-- START DATASET RECORDS --

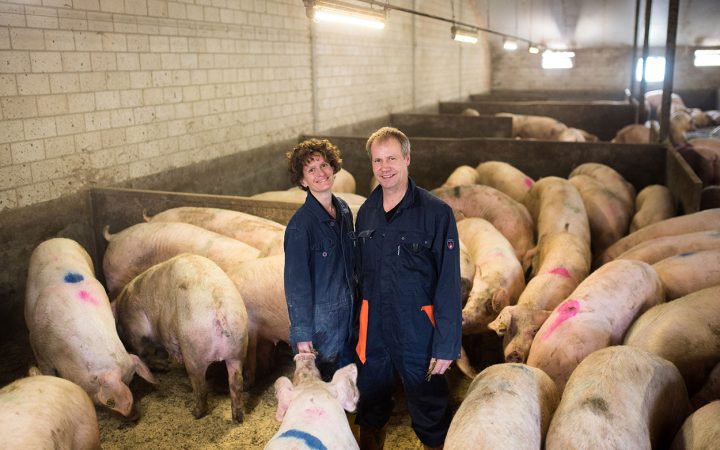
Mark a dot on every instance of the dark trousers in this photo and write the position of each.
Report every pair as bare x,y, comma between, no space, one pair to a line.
427,401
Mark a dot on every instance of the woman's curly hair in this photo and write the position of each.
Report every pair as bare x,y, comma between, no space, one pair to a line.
300,155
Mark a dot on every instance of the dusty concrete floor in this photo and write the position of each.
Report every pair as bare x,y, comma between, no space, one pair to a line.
167,421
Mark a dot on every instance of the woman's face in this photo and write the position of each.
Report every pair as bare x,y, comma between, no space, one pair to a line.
318,174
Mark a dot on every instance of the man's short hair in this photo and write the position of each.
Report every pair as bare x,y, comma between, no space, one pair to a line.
385,133
301,154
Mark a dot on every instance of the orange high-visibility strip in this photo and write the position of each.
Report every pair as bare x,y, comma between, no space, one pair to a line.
362,338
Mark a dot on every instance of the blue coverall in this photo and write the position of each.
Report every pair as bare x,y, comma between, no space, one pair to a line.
320,281
409,275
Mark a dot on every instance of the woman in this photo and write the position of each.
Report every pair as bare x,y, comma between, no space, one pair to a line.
319,242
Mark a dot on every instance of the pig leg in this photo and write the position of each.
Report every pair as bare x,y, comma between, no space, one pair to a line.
196,372
235,380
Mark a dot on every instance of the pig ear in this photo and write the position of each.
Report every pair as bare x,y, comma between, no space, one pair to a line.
500,299
284,394
142,370
114,394
502,323
344,387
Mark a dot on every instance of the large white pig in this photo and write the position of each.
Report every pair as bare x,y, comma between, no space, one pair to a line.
72,330
684,332
499,277
143,245
689,272
313,411
655,250
506,406
42,412
708,219
594,316
612,180
556,206
263,234
652,204
561,263
701,430
505,178
619,397
608,215
188,306
508,216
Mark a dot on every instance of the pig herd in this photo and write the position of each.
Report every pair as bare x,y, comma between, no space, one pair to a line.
608,305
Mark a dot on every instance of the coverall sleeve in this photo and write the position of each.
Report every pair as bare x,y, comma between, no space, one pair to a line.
298,283
447,307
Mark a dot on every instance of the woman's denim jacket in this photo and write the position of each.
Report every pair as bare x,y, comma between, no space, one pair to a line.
319,278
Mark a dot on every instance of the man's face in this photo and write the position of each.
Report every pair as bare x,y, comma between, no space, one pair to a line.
389,166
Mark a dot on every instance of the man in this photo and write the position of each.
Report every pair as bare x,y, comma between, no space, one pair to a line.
410,317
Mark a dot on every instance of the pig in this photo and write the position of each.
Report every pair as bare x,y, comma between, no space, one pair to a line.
653,204
556,206
595,315
701,430
72,330
571,135
619,397
44,412
505,178
689,272
561,263
263,234
700,221
461,176
709,391
608,215
655,250
140,246
506,406
684,332
311,410
188,306
499,278
535,127
634,134
508,216
612,181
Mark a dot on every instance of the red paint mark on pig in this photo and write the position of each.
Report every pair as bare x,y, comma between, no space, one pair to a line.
563,272
315,412
565,311
87,297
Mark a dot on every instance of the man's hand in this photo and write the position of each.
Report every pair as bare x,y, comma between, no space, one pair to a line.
438,367
306,347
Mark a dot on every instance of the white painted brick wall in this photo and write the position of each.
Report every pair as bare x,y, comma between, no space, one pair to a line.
94,92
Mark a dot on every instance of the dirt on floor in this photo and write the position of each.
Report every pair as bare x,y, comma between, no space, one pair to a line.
167,420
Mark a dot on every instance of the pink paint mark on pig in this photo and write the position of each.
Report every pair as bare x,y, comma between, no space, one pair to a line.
565,311
563,272
315,412
87,297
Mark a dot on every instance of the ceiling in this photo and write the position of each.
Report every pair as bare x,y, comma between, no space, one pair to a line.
600,23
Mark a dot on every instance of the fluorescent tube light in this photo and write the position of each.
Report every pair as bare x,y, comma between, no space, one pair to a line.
557,60
346,13
463,35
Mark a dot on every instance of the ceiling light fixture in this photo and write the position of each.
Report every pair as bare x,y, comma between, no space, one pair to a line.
341,12
464,35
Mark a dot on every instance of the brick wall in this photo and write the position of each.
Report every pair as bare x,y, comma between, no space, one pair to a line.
599,69
97,92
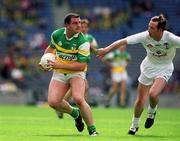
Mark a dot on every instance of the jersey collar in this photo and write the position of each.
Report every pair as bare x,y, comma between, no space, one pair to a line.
74,36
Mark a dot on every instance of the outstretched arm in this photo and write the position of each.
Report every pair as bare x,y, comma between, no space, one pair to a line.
102,51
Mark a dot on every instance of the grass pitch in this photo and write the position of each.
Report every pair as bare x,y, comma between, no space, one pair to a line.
23,123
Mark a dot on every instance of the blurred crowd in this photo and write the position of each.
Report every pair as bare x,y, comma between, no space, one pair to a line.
25,28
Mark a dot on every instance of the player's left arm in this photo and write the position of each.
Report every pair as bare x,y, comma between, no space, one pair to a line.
83,58
174,39
94,46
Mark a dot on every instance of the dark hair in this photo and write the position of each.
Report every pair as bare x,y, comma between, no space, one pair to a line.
85,21
68,17
161,21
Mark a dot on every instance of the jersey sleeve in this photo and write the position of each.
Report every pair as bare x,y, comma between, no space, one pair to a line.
137,38
52,41
175,40
84,52
109,56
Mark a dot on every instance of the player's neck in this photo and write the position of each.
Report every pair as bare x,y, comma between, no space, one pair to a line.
157,37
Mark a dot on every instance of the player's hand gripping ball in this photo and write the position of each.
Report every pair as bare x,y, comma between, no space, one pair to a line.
44,62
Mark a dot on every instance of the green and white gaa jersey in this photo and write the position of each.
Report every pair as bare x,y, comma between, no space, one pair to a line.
158,52
118,60
69,50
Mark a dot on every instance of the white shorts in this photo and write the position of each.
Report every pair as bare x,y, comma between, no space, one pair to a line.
150,71
65,78
118,77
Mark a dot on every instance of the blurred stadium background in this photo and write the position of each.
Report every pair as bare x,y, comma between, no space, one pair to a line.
25,28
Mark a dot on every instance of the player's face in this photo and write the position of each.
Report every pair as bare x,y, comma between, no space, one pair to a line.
84,28
152,29
74,26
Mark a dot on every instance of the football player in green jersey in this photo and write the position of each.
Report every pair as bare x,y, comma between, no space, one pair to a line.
72,55
93,47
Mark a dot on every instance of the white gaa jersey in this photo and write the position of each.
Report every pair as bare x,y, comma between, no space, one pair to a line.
160,54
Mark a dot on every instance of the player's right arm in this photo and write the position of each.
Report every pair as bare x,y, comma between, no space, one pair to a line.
102,51
49,50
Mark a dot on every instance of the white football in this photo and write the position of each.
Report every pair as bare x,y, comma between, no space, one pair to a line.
45,60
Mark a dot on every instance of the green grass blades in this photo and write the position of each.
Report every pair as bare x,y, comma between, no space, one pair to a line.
23,123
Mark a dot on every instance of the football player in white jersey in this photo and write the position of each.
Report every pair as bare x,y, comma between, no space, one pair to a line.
156,68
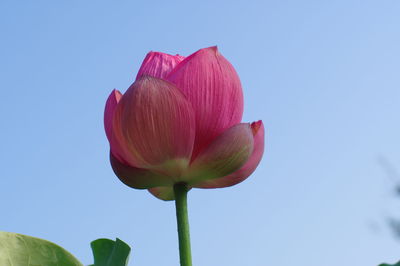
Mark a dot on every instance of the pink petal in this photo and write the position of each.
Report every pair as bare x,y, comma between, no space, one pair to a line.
111,104
163,193
227,153
154,125
158,65
136,177
213,87
248,168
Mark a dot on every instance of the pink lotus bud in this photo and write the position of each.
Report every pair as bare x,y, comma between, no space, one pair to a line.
180,122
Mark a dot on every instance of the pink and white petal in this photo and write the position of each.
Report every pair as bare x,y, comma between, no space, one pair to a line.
111,104
136,177
226,154
158,65
212,86
163,193
155,126
247,169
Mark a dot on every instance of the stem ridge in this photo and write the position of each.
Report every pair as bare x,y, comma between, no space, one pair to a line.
180,191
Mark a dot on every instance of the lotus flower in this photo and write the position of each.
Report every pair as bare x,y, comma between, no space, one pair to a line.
180,122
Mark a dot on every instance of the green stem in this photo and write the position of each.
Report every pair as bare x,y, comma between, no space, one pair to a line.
180,191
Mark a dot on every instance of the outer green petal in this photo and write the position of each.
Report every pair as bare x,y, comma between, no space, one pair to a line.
224,155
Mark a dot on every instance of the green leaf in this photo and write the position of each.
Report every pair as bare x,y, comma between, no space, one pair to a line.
107,252
22,250
384,264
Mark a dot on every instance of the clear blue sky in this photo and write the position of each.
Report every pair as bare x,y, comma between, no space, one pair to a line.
322,75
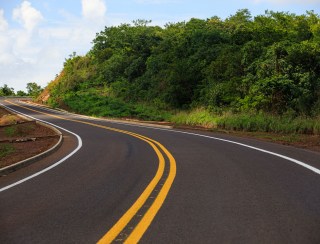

-- END DATASET RECORDS --

TASK OBJECTIVE: Find every line in the rows above that contains the word "floor", treating uppercase and lowercase as different, and copy each of those lines.

SOLUTION TO THIS EXERCISE:
Mark a dot on every instance of the dusty concrete floor in this photo and write the position of each.
Mark a dot on every instance of the dirt on floor in this photo and write the position of each.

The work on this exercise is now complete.